_Task requirements_
Could you format these records as a two-column CSV with the columns "request_text" and "answer", one row per record? Put each value in its own quoted field and replace any line breaks with spaces.

•••••

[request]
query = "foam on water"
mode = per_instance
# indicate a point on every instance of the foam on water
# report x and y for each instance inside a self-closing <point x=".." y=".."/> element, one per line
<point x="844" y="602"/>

•••••

_Finished task_
request_text,answer
"[request] query = ""foam on water"" mode = per_instance # indicate a point on every instance of the foam on water # report x and y for each instance inside a self-closing <point x="".."" y=""..""/> element, one per line","<point x=""844"" y=""602""/>"